▸ **Task inputs**:
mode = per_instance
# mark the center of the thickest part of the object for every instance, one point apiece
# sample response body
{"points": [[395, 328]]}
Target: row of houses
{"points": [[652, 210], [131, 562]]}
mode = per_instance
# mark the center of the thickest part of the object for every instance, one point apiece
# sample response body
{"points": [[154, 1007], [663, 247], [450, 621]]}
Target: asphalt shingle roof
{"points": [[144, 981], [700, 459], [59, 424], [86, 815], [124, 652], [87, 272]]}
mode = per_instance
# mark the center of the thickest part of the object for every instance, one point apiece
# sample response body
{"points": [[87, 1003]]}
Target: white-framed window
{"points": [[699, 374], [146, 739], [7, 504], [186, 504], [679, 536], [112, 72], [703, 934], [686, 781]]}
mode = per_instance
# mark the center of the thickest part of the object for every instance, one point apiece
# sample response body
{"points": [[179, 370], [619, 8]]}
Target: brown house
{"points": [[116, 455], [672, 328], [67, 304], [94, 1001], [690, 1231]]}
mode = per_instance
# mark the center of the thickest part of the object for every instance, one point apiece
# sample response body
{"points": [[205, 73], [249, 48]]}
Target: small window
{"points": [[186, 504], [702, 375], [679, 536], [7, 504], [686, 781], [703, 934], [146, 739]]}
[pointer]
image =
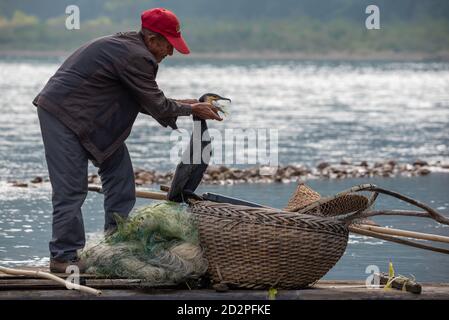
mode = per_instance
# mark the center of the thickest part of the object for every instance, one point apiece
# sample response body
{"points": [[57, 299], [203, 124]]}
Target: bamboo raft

▸ **Task description**: Copy all of the lines above word for word, leaving out the picture.

▸ **Task solution**:
mode = per_instance
# mark the center of the thickest part of the object for every instance, one point apiece
# sample response body
{"points": [[395, 328]]}
Target: row of houses
{"points": [[652, 210], [131, 562]]}
mode = per_instance
# mark the center of the thickest part of the object for every instance, one point apiece
# sample response body
{"points": [[154, 1007], [663, 247], [450, 621]]}
Target: asphalt shingle roof
{"points": [[144, 981], [700, 459], [59, 424], [86, 815], [124, 652], [87, 272]]}
mode = per_instance
# mark the center of the thickest part of the object for every instance, one point apiece
# sample response body
{"points": [[87, 1003]]}
Target: white-framed window
{"points": [[699, 374], [146, 739], [7, 504], [186, 504], [679, 536], [112, 72], [703, 934], [686, 781]]}
mode = per_instance
# mark the center of the thickest part of the object for every instance, one point apiece
# sample response body
{"points": [[179, 370], [619, 8]]}
Target: brown house
{"points": [[116, 455], [672, 328], [67, 304], [94, 1001], [690, 1231]]}
mode = per_instance
# mark the center of the thickest part of the object for every instance, one point apiece
# sample response body
{"points": [[205, 73], [249, 48]]}
Target: small window
{"points": [[186, 504], [702, 375], [679, 536], [7, 504], [686, 781], [703, 934], [146, 739]]}
[pointer]
image =
mode = per_instance
# mark the center of the thickest part of the object for every instance, one point apiece
# sample response body
{"points": [[57, 299], [203, 124]]}
Target: bamboo raft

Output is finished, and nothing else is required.